[Start of INFORMATION SUPPLIED]
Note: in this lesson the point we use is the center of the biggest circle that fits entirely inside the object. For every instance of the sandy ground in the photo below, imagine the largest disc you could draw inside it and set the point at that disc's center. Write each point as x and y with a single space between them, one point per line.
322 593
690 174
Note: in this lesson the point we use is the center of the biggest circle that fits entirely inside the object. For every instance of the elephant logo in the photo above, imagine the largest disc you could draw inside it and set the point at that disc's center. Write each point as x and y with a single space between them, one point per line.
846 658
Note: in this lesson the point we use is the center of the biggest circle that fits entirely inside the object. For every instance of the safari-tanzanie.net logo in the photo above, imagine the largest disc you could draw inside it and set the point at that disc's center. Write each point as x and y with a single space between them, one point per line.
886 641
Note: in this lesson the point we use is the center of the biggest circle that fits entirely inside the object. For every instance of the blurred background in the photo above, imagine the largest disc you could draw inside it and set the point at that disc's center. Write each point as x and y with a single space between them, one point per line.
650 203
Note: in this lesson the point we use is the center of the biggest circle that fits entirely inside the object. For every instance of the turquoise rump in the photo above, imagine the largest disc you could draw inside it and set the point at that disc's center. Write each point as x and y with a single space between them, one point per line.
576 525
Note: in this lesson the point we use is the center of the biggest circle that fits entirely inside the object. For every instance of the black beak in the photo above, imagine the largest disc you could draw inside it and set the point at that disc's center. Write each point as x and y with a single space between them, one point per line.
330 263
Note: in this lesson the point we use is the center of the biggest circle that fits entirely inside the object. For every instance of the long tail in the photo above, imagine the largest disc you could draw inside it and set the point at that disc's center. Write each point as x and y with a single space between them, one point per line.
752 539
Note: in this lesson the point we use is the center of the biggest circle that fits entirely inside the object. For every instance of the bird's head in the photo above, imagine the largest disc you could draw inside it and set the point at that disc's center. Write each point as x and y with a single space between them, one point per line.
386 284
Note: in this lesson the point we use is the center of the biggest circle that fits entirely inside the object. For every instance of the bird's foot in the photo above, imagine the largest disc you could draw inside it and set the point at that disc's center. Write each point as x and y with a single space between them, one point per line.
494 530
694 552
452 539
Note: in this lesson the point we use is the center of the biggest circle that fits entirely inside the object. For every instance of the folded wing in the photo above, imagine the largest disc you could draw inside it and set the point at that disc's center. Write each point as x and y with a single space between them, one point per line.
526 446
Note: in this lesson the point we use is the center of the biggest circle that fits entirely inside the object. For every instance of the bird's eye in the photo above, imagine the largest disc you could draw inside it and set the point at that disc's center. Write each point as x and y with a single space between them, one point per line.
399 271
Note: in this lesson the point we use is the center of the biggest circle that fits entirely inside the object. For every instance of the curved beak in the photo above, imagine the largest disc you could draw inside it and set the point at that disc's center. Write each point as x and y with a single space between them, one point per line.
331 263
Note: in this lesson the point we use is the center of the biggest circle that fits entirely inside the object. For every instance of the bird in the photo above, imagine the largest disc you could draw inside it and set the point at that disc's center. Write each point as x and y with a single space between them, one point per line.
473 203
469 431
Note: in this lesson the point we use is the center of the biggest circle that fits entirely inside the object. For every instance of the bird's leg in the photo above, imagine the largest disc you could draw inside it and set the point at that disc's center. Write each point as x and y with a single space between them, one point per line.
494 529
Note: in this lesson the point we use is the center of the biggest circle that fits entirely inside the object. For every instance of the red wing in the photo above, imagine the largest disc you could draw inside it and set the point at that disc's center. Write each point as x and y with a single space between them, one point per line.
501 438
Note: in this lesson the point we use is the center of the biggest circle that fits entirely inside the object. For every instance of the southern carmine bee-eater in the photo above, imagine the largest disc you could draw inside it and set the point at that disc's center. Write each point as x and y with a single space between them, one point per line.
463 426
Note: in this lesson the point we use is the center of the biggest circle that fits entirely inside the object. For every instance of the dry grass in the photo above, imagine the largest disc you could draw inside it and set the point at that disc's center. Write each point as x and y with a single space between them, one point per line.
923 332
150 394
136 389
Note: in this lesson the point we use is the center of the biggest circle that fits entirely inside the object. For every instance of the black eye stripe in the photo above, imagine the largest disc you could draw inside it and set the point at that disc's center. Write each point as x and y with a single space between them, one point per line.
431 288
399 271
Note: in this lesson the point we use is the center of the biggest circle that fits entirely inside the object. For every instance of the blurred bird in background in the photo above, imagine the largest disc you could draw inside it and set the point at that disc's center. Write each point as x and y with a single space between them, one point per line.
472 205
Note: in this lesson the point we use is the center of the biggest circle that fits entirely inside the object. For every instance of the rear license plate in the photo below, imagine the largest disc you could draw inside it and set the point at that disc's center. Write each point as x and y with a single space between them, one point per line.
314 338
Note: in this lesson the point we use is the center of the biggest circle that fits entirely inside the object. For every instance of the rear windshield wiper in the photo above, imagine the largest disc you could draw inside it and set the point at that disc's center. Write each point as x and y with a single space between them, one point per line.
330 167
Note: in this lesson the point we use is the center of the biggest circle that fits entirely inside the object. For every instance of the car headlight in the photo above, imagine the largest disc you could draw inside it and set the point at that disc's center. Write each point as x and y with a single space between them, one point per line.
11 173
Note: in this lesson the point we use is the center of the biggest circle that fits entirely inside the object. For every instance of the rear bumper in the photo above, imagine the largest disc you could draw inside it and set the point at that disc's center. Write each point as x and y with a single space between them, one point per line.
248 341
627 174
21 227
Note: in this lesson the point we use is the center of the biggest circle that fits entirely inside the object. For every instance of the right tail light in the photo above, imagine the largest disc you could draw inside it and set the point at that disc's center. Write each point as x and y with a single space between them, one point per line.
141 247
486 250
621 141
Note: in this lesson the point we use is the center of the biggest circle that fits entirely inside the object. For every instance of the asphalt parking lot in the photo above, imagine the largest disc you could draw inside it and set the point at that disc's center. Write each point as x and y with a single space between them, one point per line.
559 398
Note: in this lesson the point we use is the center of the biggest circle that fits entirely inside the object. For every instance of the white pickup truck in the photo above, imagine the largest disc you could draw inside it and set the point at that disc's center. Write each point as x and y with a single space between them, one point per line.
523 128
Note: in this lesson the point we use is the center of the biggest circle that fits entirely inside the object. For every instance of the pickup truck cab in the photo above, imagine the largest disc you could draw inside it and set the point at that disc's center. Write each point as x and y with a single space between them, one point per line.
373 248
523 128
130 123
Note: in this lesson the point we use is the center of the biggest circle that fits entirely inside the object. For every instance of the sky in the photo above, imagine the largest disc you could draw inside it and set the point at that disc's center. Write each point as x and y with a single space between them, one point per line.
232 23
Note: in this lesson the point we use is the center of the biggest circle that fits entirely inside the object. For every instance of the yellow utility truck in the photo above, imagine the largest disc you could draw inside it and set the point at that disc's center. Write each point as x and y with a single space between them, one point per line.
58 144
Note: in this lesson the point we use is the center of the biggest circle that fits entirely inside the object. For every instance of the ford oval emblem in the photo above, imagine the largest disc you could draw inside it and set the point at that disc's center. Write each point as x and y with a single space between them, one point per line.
[End of INFORMATION SUPPLIED]
- [WHAT IS BEING ASKED]: Can you give the lines again, starting with the one that contains "of the yellow" and ending with the last line, both included, with the requests unchanged and every coordinate in the answers raised by 129?

- [SOLUTION TO THIS PROBLEM]:
Note: in this lesson the point we use is the center of the biggest circle that fits entirely inside the object. For every instance of the yellow utility truck in the photo above, imagine the largest disc you could draw inside it and set the point at that disc's center. Write each point as x and y with a single space between them, one point per line.
187 273
Note: in this lesson the point we use is the center of the biggest circle that fits entirely inside the object. For every instance of the ford oval emblem in the photo above, imagine the largest disc you could draw inside it and set the point at that disc's center. Write each point as x and y with a single space between them, one point per line.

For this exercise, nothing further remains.